Teks yang Diberikan:

================================

15 Oktober 2010

Romansa Sandiwara Radio
Dari Saur Sepuh untuk Indonesia



 Madangkara bergelimang damai dan sejahtera. Rakyatnya makmur dipimpin Brama Kumbara. Raja tampan, arif, mandraguna ini selalu digilai oleh kembang Gunung Lawu, Lasmini. Cinta Lasmini yang tak pernah sudah akhirnya berbuah ke sang pangeran Madangkara, Raden Bentar. Di sudut yang lain, Mantili, adik Brama beda ayah, selalu saja bersitegang dan mengklaim diri sebagai musuh bebuyutan Lasmini. Si pedang setan ini nyaris mati akibat ilmu Cipdadewa mbak yang awet muda dari gunung di sisi timur Kabupaten Karanganyar tersebut.

================================

Entri penunjukan objek bernama:
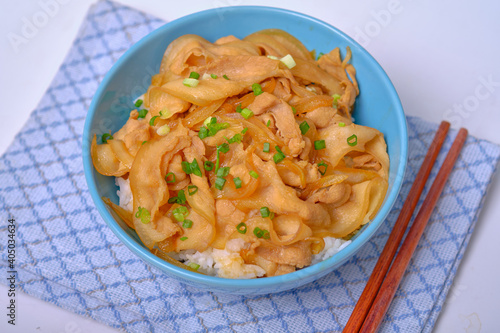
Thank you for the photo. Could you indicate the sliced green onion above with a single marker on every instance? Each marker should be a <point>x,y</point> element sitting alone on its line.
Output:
<point>173,178</point>
<point>267,147</point>
<point>266,234</point>
<point>223,172</point>
<point>106,137</point>
<point>187,224</point>
<point>304,127</point>
<point>194,75</point>
<point>208,165</point>
<point>319,144</point>
<point>208,120</point>
<point>322,164</point>
<point>265,212</point>
<point>203,133</point>
<point>142,113</point>
<point>352,140</point>
<point>152,121</point>
<point>223,148</point>
<point>180,213</point>
<point>181,197</point>
<point>258,232</point>
<point>195,168</point>
<point>163,130</point>
<point>192,189</point>
<point>288,61</point>
<point>242,228</point>
<point>246,113</point>
<point>186,167</point>
<point>190,82</point>
<point>143,214</point>
<point>194,265</point>
<point>257,89</point>
<point>219,183</point>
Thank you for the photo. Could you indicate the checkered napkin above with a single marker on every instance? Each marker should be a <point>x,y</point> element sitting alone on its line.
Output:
<point>67,255</point>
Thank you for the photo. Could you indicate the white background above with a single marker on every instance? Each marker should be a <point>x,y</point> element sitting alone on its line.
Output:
<point>438,55</point>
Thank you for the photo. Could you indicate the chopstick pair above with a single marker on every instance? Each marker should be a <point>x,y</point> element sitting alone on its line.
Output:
<point>378,293</point>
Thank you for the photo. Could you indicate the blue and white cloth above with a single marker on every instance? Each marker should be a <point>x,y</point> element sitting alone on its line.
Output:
<point>67,255</point>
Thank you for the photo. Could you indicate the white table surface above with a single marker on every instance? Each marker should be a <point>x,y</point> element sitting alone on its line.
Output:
<point>438,55</point>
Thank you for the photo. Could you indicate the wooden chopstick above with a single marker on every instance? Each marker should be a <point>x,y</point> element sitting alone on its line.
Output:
<point>366,299</point>
<point>395,274</point>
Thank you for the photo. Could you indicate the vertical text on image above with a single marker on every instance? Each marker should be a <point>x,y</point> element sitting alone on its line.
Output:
<point>11,273</point>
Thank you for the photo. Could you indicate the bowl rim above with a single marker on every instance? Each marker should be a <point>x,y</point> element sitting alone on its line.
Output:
<point>318,269</point>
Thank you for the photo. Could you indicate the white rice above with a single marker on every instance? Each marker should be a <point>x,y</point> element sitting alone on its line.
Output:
<point>124,193</point>
<point>226,263</point>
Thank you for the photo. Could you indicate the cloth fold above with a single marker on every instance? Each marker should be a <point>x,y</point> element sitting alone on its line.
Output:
<point>67,255</point>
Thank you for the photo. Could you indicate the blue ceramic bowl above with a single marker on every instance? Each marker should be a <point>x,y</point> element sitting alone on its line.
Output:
<point>377,106</point>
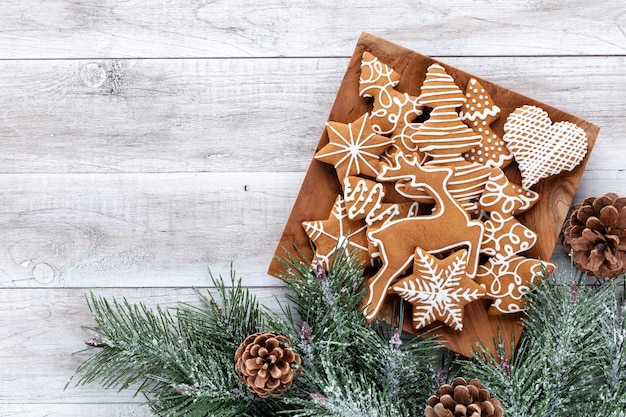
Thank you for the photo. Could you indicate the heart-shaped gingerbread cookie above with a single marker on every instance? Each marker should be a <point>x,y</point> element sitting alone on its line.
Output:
<point>542,148</point>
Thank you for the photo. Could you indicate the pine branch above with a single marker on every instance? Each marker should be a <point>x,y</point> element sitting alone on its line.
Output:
<point>178,358</point>
<point>560,365</point>
<point>340,349</point>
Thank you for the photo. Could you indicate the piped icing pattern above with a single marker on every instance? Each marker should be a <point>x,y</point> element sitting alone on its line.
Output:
<point>425,200</point>
<point>478,112</point>
<point>541,148</point>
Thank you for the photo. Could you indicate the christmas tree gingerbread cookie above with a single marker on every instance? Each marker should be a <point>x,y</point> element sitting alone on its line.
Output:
<point>392,109</point>
<point>479,111</point>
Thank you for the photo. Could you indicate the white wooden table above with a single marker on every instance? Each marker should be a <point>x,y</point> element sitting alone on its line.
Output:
<point>143,142</point>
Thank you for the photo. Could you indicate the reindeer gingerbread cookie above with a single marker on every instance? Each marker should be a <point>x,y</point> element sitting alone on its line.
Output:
<point>450,225</point>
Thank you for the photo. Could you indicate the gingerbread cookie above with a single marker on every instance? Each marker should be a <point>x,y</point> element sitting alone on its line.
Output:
<point>478,112</point>
<point>363,198</point>
<point>446,228</point>
<point>337,233</point>
<point>541,148</point>
<point>507,198</point>
<point>392,109</point>
<point>353,148</point>
<point>443,134</point>
<point>438,289</point>
<point>385,214</point>
<point>508,280</point>
<point>466,185</point>
<point>505,237</point>
<point>375,76</point>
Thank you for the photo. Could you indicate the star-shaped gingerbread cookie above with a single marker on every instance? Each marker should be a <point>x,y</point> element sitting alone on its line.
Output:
<point>438,289</point>
<point>337,233</point>
<point>353,148</point>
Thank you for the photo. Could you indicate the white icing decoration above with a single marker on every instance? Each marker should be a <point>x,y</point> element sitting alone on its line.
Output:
<point>542,148</point>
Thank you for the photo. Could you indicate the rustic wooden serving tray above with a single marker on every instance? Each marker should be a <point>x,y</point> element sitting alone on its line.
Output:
<point>320,186</point>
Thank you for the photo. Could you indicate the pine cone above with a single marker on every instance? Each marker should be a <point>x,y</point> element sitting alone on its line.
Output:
<point>266,363</point>
<point>595,235</point>
<point>463,399</point>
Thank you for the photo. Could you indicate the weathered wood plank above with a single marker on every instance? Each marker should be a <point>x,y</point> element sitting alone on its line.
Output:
<point>100,230</point>
<point>240,114</point>
<point>133,230</point>
<point>243,28</point>
<point>41,338</point>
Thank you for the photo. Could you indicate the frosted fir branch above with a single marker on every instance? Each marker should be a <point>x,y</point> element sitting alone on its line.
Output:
<point>571,346</point>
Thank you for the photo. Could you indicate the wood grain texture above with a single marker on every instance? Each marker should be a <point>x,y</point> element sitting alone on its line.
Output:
<point>143,142</point>
<point>135,230</point>
<point>244,28</point>
<point>220,115</point>
<point>320,186</point>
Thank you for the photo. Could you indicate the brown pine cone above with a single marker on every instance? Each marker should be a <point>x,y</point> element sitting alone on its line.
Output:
<point>595,235</point>
<point>266,363</point>
<point>463,399</point>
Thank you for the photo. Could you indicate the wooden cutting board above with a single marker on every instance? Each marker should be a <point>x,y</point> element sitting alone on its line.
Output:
<point>320,186</point>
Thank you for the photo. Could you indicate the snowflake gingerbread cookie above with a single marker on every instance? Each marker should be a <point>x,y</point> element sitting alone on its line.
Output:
<point>448,235</point>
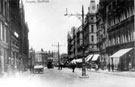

================================

Tugas Anda:
[a] Ketik ulang bagian teks tentang Saur Sepuh dari "Romansa Sandiwara Radio" sampai dengan "Kabupaten Karanganyar tersebut.".
[b] Apa terjemahan bahasa Inggris untuk kalimat "Rakyatnya makmur dipimpin Brama Kumbara." dari teks tentang Saur Sepuh?
[c] Lanjutkan teks tentang Saur Sepuh mulai dari sesudah kalimat terakhirnya.

Jawaban yang Diberikan:
[a]
Romansa Sandiwara Radio
Dari Saur Sepuh untuk Indonesia



 Madangkara bergelimang damai dan sejahtera. Rakyatnya makmur dipimpin Brama Kumbara. Raja tampan, arif, mandraguna ini selalu digilai oleh kembang Gunung Lawu, Lasmini. Cinta Lasmini yang tak pernah sudah akhirnya berbuah ke sang pangeran Madangkara, Raden Bentar. Di sudut yang lain, Mantili, adik Brama beda ayah, selalu saja bersitegang dan mengklaim diri sebagai musuh bebuyutan Lasmini. Si pedang setan ini nyaris mati akibat ilmu Cipdadewa mbak yang awet muda dari gunung di sisi timur Kabupaten Karanganyar tersebut.

[b] Its people are prosperous under the rule of Brama Kumbara.

[c]
Sekelumit kisah itu pasti tidak asing bagi sobat, sohib, yang pernah ketagihan mendengarkan sandiwara radio Saur Sepuh. Kisah tersebut sangat fenomenal di zaman 1980-an. Bahkan, ceritanya sudah difilmkan sampai beberapa episode. Tiap diputar saat libur Lebaran, semua gedung bioskop penuh sesak oleh pengunjung, bahkan antrean sampai meluber ke jalan-jalan. 

Waktu itu, saya masih duduk di bangku sekolah dasar :). Tiap pulang sekolah, saya pasti menongkrongi radio dan mendengarkan Saur Sepuh dengan khusyuk. Dahaga, lapar, gerah, kantuk, hingga gangguan apa pun tidak mampu menghalangi azam untuk menuntaskan tiap episode sandiwara radio tersebut.


Sob, mau mendengarkan salah satu episode sandiwara radio Saur Sepuh? Klik sini ya= Satria Madangkara


Baiklah, bagi yang lupin, lupa-lupa ingat, akan Saur Sepuh, sedikit saya ulas kisahnya.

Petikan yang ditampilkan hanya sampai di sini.